# Portsmouth, OH - MC3 F Baby



## pamela berger (Jun 19, 2008)

http://www.petfinder.com/petnote/displaypet.cgi?petid=11793927

MC3, blanket black w/ tan legs, baby, just putting here for what it's worth








[/img]


----------



## pamela berger (Jun 19, 2008)

bump


----------



## Ilovealldogs (Nov 17, 2006)

What a little cutie! Paws crossed for a quick rescue or adoption!


----------



## Borrelli21 (Oct 16, 2007)

If my latest Senior did not arrive this morning, I would be on my way to Portsmouth.. what an adorable baby!


----------



## Mom2Sam (Jun 9, 2008)

What a cutie pie, she is melting my heart.


----------



## pamela berger (Jun 19, 2008)

bump


----------



## pamela berger (Jun 19, 2008)

bump


----------



## pamela berger (Jun 19, 2008)

* Data shown *
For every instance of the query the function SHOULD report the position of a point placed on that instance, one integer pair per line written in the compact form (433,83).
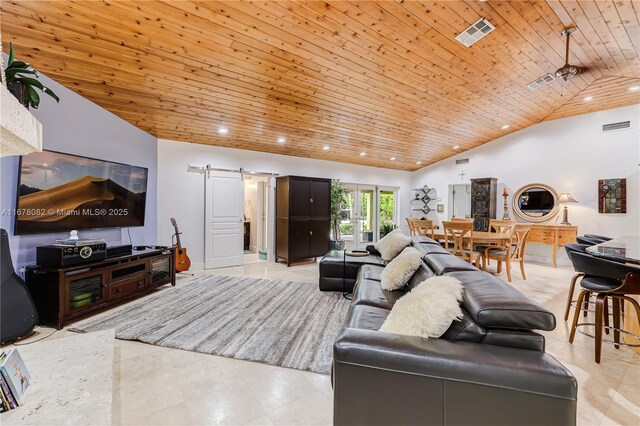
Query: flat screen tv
(60,192)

* Exercises *
a: Print the Portsmouth thread word for word, starting with "If my latest" and going on through "melting my heart.".
b: Please proceed with the Portsmouth thread from the point where it stops.
The lines are separate material, apart from the Portsmouth thread.

* Final results *
a:
If my latest Senior did not arrive this morning, I would be on my way to Portsmouth.. what an adorable baby!


----------



## Mom2Sam (Jun 9, 2008)

What a cutie pie, she is melting my heart.

b:
bump


----------



## ShepherdMania (Jun 17, 2008)

Any news on this cutie?


----------



## pamela berger (Jun 19, 2008)

WIll have to call tomorrow


----------



## fourdogsrule (May 10, 2007)

bump


----------



## pamela berger (Jun 19, 2008)

Petfinder listing removed


----------



## pamela berger (Jun 19, 2008)

Received call from shelter, this baby was PTS


----------



## kathryndhinkle (Feb 24, 2006)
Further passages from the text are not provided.